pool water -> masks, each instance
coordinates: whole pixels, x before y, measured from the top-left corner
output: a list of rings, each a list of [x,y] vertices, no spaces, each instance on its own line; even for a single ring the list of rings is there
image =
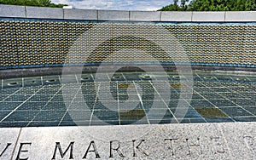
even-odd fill
[[[96,74],[68,75],[65,83],[61,75],[2,79],[0,127],[256,121],[256,75],[193,72],[193,86],[187,86],[177,72],[166,72],[167,79],[160,72],[154,77],[143,72],[102,74],[109,81],[96,83]],[[104,94],[108,84],[110,93]],[[170,99],[156,96],[166,84]],[[191,93],[181,96],[182,88]],[[154,101],[162,105],[151,108]],[[179,117],[175,112],[180,101],[188,108]]]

═══

What is asked
Copy every line of the records above word for word, leaving the picture out.

Full solution
pool water -> masks, each instance
coordinates: whole pixels, x before y, measured from the top-left corner
output: a list of rings, each a list of [x,y] vertices, no spaces, each instance on its own line; even for a single ring the list of rings is there
image =
even-odd fill
[[[96,74],[68,75],[65,83],[61,75],[2,79],[0,127],[256,121],[256,75],[193,72],[193,86],[187,86],[177,72],[166,72],[167,79],[160,72],[154,77],[143,72],[102,74],[109,81],[96,83]],[[104,94],[108,84],[110,93]],[[170,99],[156,96],[166,84]],[[191,93],[181,96],[182,88]],[[154,101],[162,105],[151,108]],[[179,117],[175,112],[180,101],[188,108]]]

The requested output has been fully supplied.